Трижды выдумывает герой фельетона за своего оппонента мнимые причины, по которым тот не может идти на фронт: справка о льготе (единственный сын у матери), работа на оборону, неумение стрелять. И сам же все их отвергает. Наконец, вынудив «лакированные ботинки» признать, что тот не хочет, не желает идти воевать, герой-рассказчик в английской шинели развивает действие в эпизоде: призывает на помощь воображаемых помощников, чтобы те сопроводили господина с румяными щеками к месту призыва.

Но таким же, как «лакированные ботинки», Булгаков представляет и героя-рассказчика. Он храбр, решителен только в своих фантазиях, а ведет себя так же, как и «лакированные ботинки»: были бы деньги, он и даму бы угощал, и другого качества кофе пил бы, а, возможно, и жил бы в Варшаве. Он оказывается героем только в своем воображении. На реальное действие он не способен. Ирония, снимая героический пафос, обращается и на него самого.

Кульминация в фельетоне почти совпадает с развязкой в момент, когда герой-рассказчик расплачивается за «желтую водичку» (автор указывает точную сумму — 27 рублей) и уходит. Этот момент обнаруживает, что единственный в кафе «защитник» оказался таким же, как все. Защищать Родину некому.

В этом тексте угадываются черты булгаковской биографии киевской, кавказской поры. Самоирония смягчает регистр комического, делает его амбивалентным, более того, она отчасти направлена и на читателя, пережидающего бурю в тыловом городе. Эта особенность на материале фельетонов московской поры отмечена Е.И. Орловой: ирония «часто направлена на самого рассказчика, независимо от степени приближенности его к автору»11. Это дает основание уточнить и расширить мысль исследователя булгаковской журналистики московской поры: самоирония была изначально отличительной чертой творчества писателя. Проявилась он и в драме, о чем пойдет речь далее.

* _ЗАДАНИЕ_:
Продолжите разбор фельетона Булгакова, начиная сразу после его последнего предложения.

* _ИСХОДНЫЕ ДАННЫЕ_:
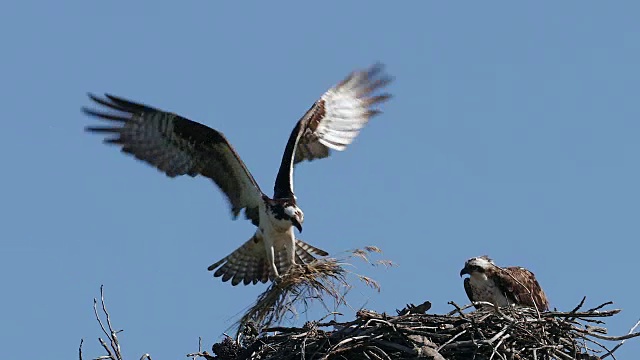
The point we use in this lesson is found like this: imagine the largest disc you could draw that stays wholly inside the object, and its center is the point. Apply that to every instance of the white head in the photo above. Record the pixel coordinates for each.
(478, 265)
(287, 212)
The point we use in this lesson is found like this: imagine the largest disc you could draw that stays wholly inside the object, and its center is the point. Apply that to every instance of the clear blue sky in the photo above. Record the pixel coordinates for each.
(513, 132)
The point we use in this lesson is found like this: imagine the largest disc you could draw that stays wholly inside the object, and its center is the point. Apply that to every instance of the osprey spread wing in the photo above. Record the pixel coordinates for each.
(178, 146)
(502, 286)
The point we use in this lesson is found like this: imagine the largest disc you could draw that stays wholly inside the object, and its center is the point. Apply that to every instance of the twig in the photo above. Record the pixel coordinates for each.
(621, 342)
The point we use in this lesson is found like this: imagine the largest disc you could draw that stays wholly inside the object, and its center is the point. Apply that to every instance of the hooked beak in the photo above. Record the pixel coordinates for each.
(297, 224)
(464, 271)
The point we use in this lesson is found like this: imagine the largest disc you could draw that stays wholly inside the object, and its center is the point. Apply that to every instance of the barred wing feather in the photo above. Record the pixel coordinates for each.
(178, 146)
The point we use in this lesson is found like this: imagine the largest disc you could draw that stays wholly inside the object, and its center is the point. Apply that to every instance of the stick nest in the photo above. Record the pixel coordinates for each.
(323, 280)
(485, 334)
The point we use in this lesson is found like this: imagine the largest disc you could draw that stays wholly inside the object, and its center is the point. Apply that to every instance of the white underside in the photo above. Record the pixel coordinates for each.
(485, 289)
(278, 237)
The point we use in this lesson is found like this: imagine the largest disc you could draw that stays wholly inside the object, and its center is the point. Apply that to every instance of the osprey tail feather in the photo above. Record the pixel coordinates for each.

* _ПОЛЕ ОТВЕТА_:
Еще два важных для дальнейшего творчества Булгакова мотива — «дым» и «музыка» — обнаруживает фельетон «В кафе». Дым в кафе табачный, но его можно воспринимать и как метафору слухов о происходящем за его пределами, и как дым реальных пожарищ12. Упоминание музыкальных инструментов, которые в пору создания фельетона воспринимались как знаки высокой дворянской культуры, создает контраст месту действия. Музыка будет обязательным элементом картины мира и в прозе, и в драматургии художника13. «Музыка — это «грунт» театрального сознания Булгакова, и ее надо рассматривать в плане формирования собственной поэтики», — справедливо полагает А.М. Смелянский14.

С табачным дымом, разухабистой музыкой, с хлопающими входными дверями, с грязным полом и столами связан образ гибнущей России. Тыловое кафе, с одной стороны, рождает ассоциации с преисподней, с другой — с Ноевым ковчегом, где каждой твари по паре, и все хотят спастись. Боль за Родину, ощутимая даже в легко меняющемся пространстве мысли героя, придает фельетону молодого Булгакова эпический масштаб, выделяет его текст из ряда многочисленных фельетонов-однодневок. Напомним, фельетон «В кафе» был опубликован, когда Владикавказ находился еще во власти белых, и острие критики было направлено на тех, кто так же, как и сам Булгаков, не принял «социалистической революции», то есть на своих и на себя самого.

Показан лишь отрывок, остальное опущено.